* _Task details_: Could you write out again the lines from the one with "one marker per instance, written like [984,771]" up to and including the last line of the records, requests included, adding -8 to every coordinate in the answers?

-- Provided data start --

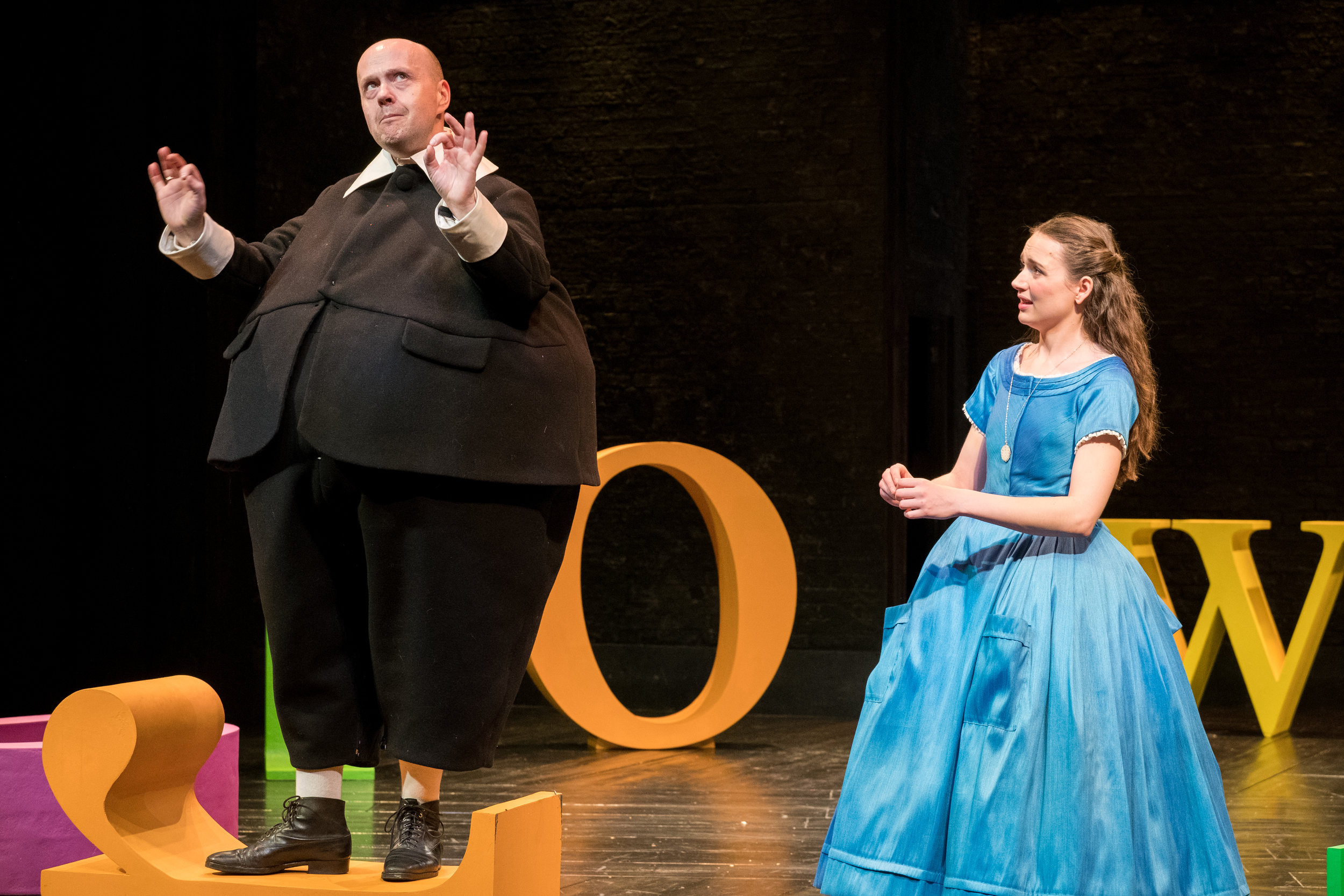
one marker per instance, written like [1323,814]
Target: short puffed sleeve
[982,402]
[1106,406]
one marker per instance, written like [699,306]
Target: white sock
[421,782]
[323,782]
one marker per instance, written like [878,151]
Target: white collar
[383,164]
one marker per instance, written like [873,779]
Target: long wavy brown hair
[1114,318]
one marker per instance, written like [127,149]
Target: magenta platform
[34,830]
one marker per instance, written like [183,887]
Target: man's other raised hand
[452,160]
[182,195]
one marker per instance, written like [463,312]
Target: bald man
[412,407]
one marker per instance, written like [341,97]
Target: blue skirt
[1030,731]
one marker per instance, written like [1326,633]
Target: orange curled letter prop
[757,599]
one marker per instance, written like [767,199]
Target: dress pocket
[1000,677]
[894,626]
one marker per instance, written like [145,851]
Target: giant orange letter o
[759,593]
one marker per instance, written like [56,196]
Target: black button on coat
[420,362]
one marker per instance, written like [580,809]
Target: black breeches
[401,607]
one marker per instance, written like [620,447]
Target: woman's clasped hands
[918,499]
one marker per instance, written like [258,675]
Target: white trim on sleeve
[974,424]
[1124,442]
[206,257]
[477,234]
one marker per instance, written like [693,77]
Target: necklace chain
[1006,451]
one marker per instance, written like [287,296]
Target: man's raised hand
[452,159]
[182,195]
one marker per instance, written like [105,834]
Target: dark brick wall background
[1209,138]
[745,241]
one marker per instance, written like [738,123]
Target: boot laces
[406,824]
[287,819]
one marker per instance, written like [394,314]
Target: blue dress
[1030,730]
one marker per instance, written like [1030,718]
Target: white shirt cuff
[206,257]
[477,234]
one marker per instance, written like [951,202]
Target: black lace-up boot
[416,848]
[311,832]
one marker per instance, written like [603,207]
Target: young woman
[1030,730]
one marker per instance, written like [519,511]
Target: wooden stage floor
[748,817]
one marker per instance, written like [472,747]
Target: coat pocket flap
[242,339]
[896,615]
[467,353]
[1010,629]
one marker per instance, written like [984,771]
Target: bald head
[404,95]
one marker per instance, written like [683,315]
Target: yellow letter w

-- Provided data end --

* _Written response_:
one marker per instance, written like [984,771]
Target: bald head
[396,87]
one marker per instance, written like [683,315]
Target: yellow letter w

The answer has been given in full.